PROBLEM TO WORK ON: Can you rewrite all of the material below, swapping every "rough mask" for "coarse mask", changing nothing else, and leaving the pictures out?

DATA RECORDS:
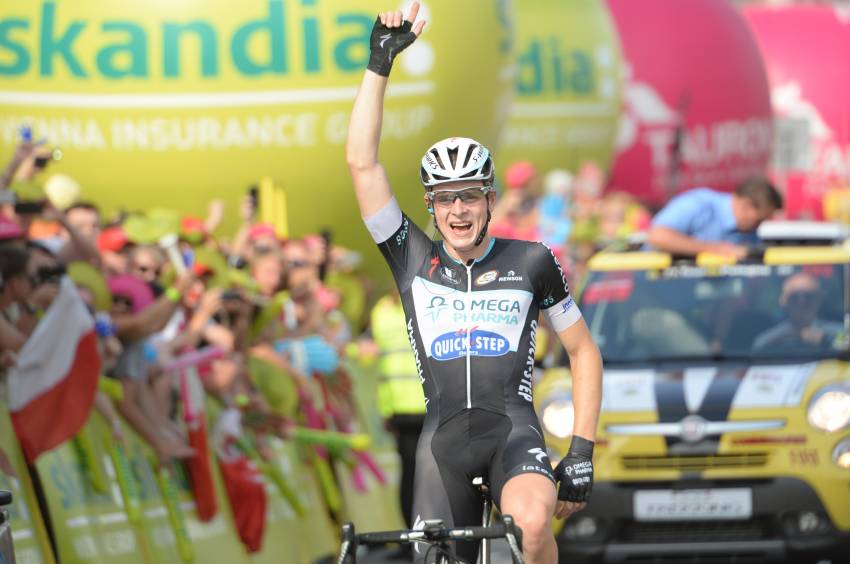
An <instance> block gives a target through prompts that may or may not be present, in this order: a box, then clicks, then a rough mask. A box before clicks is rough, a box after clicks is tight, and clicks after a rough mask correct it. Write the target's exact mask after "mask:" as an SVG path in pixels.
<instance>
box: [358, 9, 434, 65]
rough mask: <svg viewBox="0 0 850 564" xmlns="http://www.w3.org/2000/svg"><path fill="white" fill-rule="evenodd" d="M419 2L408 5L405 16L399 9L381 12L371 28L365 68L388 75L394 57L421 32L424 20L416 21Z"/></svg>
mask: <svg viewBox="0 0 850 564" xmlns="http://www.w3.org/2000/svg"><path fill="white" fill-rule="evenodd" d="M417 14H419V2H414V3H413V5H412V6H411V7H410V12H408V15H407V18H406V19H405V17H404V14H402V12H401V10H397V11H395V12H381V13H380V14H379V15H378V19H377V21H376V22H375V26H374V27H373V28H372V36H371V38H370V41H369V43H370V48H371V51H370V57H369V64H368V66H367V67H366V68H368V69H369V70H370V71H372V72H374V73H376V74H379V75H381V76H389V75H390V69H391V68H392V66H393V60H394V59H395V57H396V56H397V55H398V54H399V53H401V52H402V51H404V50H405V49H407V48H408V47H409V46H410V45H411V44H412V43H413V42H414V41H416V38H417V37H419V35H420V34H421V33H422V28H424V27H425V21H424V20H422V21H419V22H416V25H414V24H413V22H414V21H416V16H417Z"/></svg>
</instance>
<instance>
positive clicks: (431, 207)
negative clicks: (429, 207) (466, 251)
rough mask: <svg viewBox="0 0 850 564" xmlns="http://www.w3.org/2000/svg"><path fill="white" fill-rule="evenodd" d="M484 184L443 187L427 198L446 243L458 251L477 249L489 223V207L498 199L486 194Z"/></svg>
mask: <svg viewBox="0 0 850 564" xmlns="http://www.w3.org/2000/svg"><path fill="white" fill-rule="evenodd" d="M483 186H484V185H483V183H482V182H481V181H463V182H452V183H447V184H442V185H440V186H438V187H437V188H436V189H435V190H434V191H433V192H434V194H433V197H431V198H429V197H427V196H426V198H425V203H426V204H428V206H429V207H431V208H433V210H434V221H435V222H436V224H437V228H438V229H439V230H440V233H442V235H443V238H444V239H445V241H446V243H447V244H449V245H451V246H452V247H454V248H455V249H457V250H458V251H468V250H471V249H473V248H474V247H475V245H474V243H475V239H476V238H477V237H478V234H479V233H480V232H481V229H482V228H483V227H484V224H485V223H486V222H487V210H488V206H491V205H492V203H493V202H492V200H493V199H494V196H493V195H492V192H491V193H489V194H488V193H485V192H484V191H483V190H482V188H483Z"/></svg>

ANSWER BOX:
An <instance> block gives a target through prompts that may or may not be present, in this order: a box, then clicks, then a coarse mask. A box before clicks is rough, a box after clicks is tight, and clicks after a coarse mask correct it. Write the target's exact mask after "mask:" as an SVG path in pixels.
<instance>
box: [358, 9, 434, 65]
coarse mask: <svg viewBox="0 0 850 564" xmlns="http://www.w3.org/2000/svg"><path fill="white" fill-rule="evenodd" d="M419 2L408 5L405 16L399 9L381 12L371 28L365 68L388 75L394 57L421 32L424 20L416 21Z"/></svg>
mask: <svg viewBox="0 0 850 564" xmlns="http://www.w3.org/2000/svg"><path fill="white" fill-rule="evenodd" d="M417 14H419V2H414V3H413V5H412V6H411V7H410V12H408V15H407V18H406V19H405V17H404V14H402V12H401V10H397V11H395V12H381V13H380V14H379V15H378V19H377V21H376V22H375V26H374V27H373V28H372V36H371V38H370V41H369V43H370V48H371V51H370V57H369V64H368V66H367V67H366V68H368V69H369V70H370V71H372V72H374V73H376V74H379V75H381V76H389V75H390V69H391V68H392V66H393V60H394V59H395V57H396V56H397V55H398V54H399V53H401V52H402V51H404V50H405V49H407V48H408V47H409V46H410V45H411V44H412V43H413V42H414V41H416V38H417V37H419V35H420V34H421V33H422V28H424V27H425V21H424V20H422V21H419V22H416V25H414V24H413V22H414V21H416V16H417Z"/></svg>
</instance>
<instance>
positive clicks: (431, 207)
negative clicks: (429, 207) (466, 251)
coarse mask: <svg viewBox="0 0 850 564" xmlns="http://www.w3.org/2000/svg"><path fill="white" fill-rule="evenodd" d="M484 184L443 187L427 198L446 243L458 251L477 249L489 223V207L498 199L486 194Z"/></svg>
mask: <svg viewBox="0 0 850 564" xmlns="http://www.w3.org/2000/svg"><path fill="white" fill-rule="evenodd" d="M483 186H484V185H483V183H482V182H481V181H463V182H452V183H447V184H442V185H440V186H438V187H437V188H436V189H435V190H434V191H433V192H434V194H433V197H431V198H429V197H427V196H426V198H425V203H426V204H428V206H429V207H431V208H433V210H434V221H435V222H436V224H437V228H438V229H439V230H440V233H442V235H443V238H444V239H445V241H446V243H447V244H449V245H451V246H452V247H454V248H455V249H457V250H458V251H468V250H471V249H473V248H474V247H475V245H474V243H475V239H476V238H477V237H478V234H479V233H480V232H481V229H482V228H483V227H484V224H485V223H486V222H487V210H488V206H491V205H492V203H493V202H492V200H493V199H494V196H493V195H492V192H491V193H489V194H488V193H485V192H484V191H483V190H482V188H483Z"/></svg>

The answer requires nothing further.